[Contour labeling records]
## Start
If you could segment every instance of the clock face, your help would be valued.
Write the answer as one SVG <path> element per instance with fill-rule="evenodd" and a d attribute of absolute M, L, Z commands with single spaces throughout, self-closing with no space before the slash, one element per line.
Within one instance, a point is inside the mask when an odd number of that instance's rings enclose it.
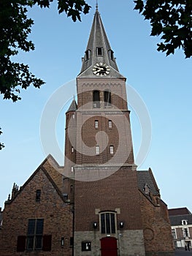
<path fill-rule="evenodd" d="M 96 63 L 93 67 L 93 72 L 96 75 L 105 76 L 110 74 L 110 67 L 105 63 Z"/>

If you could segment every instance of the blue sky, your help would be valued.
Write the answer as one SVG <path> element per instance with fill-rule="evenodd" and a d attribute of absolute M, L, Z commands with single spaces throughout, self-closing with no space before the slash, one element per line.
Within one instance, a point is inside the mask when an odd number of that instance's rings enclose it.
## End
• [WHAT YOU HAVE TO DO]:
Reproduce the text of every record above word for word, omitting the pictures.

• [SOLUTION TO THIS PROBLEM]:
If you could segment every instance of the clock face, your help would be valued.
Write the answer as one SVG <path> element per instance with fill-rule="evenodd" and a d attribute of absolute M, L, Z commands with single spaces throughout, self-closing with no space before the slash, one element per line.
Within one instance, a point is inside the mask when an odd number of that instance's rings enclose it.
<path fill-rule="evenodd" d="M 96 63 L 93 67 L 93 72 L 96 75 L 105 76 L 110 74 L 110 67 L 105 63 Z"/>

If you could segment every instance of the blue sky, your help would be valued.
Write the answer as one SVG <path> element per instance with fill-rule="evenodd" and a d attribute of absolute M, L, Z commands with single spaces throughout, self-closing with no space before the slash, one element per line.
Within one instance, a point is inside the mask when an odd number of that instance's rings enclose it.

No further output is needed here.